• EXCERPT PROVIDED:
----------
- If $A$ is a nonempty bounded subset of $\R$ is it then always true that
$\inf A \le \sup A$? (give a proof or a counterexample). Is it always
true that $\inf A\lt\sup A$?
- If $A$ and $B$ are bounded and non empty subsets of $\R$ with $A\subset
B$.
- Show that $\sup A\leq \sup B$ .
- Is it always true that $\inf A\leq \sup B$ ? (proof or counterexample)
- Is it always true that $\inf B\leq \sup A$ ? (proof or counterexample)
- Let $A\subset\R$ be a bounded set of integers. Show that $\sup A$ is an
integer.
Let $x=\sup A$. We show by contradiction that $x\in A$. Suppose
$x\not\in A$. Since $x$ is the least upper bound of $A$, there is an
$n\in A$ with $x-1\lt n\lt x$. The interval $(x-1, x)$ cannot contain
more than one integer, so $n$ is the only number from $A$ that belongs
to $(x-1,x)$. Therefore $n$ is an upper bound for $A$, even though
$n\lt x$, and $x$ was the least upper bound. This is a contradiction,
and we conclude that $x=\sup A$ must belong to $A$.
----------
• DATA SHOWN:
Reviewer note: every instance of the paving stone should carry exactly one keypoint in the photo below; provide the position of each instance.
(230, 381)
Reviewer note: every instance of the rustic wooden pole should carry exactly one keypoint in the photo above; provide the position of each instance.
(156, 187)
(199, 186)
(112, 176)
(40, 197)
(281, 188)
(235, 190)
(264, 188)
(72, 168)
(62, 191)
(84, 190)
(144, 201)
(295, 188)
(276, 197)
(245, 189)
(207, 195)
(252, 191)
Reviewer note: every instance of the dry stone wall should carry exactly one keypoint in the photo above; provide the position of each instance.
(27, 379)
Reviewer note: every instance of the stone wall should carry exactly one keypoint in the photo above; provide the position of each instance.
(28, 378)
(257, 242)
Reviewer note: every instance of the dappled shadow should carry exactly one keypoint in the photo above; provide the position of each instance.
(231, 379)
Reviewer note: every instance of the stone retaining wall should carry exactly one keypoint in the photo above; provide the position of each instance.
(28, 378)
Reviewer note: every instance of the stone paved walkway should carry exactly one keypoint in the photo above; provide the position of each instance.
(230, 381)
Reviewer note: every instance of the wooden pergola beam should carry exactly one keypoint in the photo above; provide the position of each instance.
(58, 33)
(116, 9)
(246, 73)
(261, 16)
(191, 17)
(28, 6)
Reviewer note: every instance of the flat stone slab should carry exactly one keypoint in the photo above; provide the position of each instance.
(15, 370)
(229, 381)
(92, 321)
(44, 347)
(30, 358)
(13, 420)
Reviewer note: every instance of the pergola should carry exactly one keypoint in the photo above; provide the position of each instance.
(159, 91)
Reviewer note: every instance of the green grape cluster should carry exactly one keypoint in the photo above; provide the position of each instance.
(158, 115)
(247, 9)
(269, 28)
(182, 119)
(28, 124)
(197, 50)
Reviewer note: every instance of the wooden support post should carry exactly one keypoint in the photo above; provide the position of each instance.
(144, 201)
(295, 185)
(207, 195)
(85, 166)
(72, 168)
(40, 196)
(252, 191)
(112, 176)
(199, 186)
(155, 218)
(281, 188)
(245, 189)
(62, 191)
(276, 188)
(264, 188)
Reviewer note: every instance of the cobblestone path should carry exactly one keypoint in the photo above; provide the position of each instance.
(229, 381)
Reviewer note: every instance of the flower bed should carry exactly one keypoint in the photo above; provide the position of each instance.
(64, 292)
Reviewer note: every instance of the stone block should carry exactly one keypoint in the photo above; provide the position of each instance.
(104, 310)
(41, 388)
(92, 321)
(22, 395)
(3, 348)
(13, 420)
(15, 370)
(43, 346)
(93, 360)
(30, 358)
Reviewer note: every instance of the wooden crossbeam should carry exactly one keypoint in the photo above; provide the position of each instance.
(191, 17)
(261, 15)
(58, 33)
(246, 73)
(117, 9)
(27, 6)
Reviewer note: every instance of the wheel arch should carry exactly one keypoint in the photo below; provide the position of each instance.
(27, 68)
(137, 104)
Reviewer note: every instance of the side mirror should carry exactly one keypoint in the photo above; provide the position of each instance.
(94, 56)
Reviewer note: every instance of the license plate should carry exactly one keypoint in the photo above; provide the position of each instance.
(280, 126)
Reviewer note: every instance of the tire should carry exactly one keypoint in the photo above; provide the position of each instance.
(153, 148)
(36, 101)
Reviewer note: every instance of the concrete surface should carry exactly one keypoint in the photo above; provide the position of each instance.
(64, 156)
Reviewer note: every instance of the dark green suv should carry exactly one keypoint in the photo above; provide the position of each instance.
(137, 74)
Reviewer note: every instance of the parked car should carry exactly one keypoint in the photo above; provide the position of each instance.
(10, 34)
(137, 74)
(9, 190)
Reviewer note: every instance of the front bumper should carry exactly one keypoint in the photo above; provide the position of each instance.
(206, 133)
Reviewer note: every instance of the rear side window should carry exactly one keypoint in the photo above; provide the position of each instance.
----------
• REQUEST A: Find every line in the rows that contains the string "side", and copy each one out. Case counts.
• REQUEST B: Pick up the exercises on suprema and infima right after the last sentence shown and write the next part.
The rows are unrelated to the exercises on suprema and infima.

• ANSWER A:
Reviewer note: every instance of the side mirror should carry exactly one keypoint in the photo above; provide the position of each instance.
Reviewer note: every instance of the rear side window should carry exactly one keypoint in the photo above; provide the position of each instance.

• ANSWER B:
- Let $A\subset\N$. Show that $A$ contains a smallest number,
i.e. there is an $n\in A$ such that every $m\in A$ satisfies $m\geq
n$.
- Let $A=\{ \frac{n}{2n+1} : n\in\N\}$. Show that $\sup A =
\frac12$.
Solution. For every $n\in\N$ we have $2n+1\gt 2n$, so that
\[
\frac{n}{2n+1} \lt \frac{n}{2n} = \frac{1}{2}.
\]
Therefore $\frac12$ is an upper bound for $A$.
Let $x\lt \frac12$, and assume that $x$ is an upper bound for $A$.
This implies that
\[
\forall n\in\N: \quad \frac{n}{2n+1} \le x
\]
Hence
\[
\forall n\in\N: \quad n \le 2nx + x,
\]
and thus
\[
\forall n\in\N: \quad (1-2x)n \le x.
\]
Since $x\lt \frac12$ we have $1-2x\gt0$ so we may divide both sides of the
inequality by $1-2x$ and conclude that
\[
\forall n\in\N:\quad n \le \frac{x}{1-2x}.
\]
This implies that $x/(1-2x)$ is an upper bound for the set of natural
numbers, in direct contradiction with the archimedean property.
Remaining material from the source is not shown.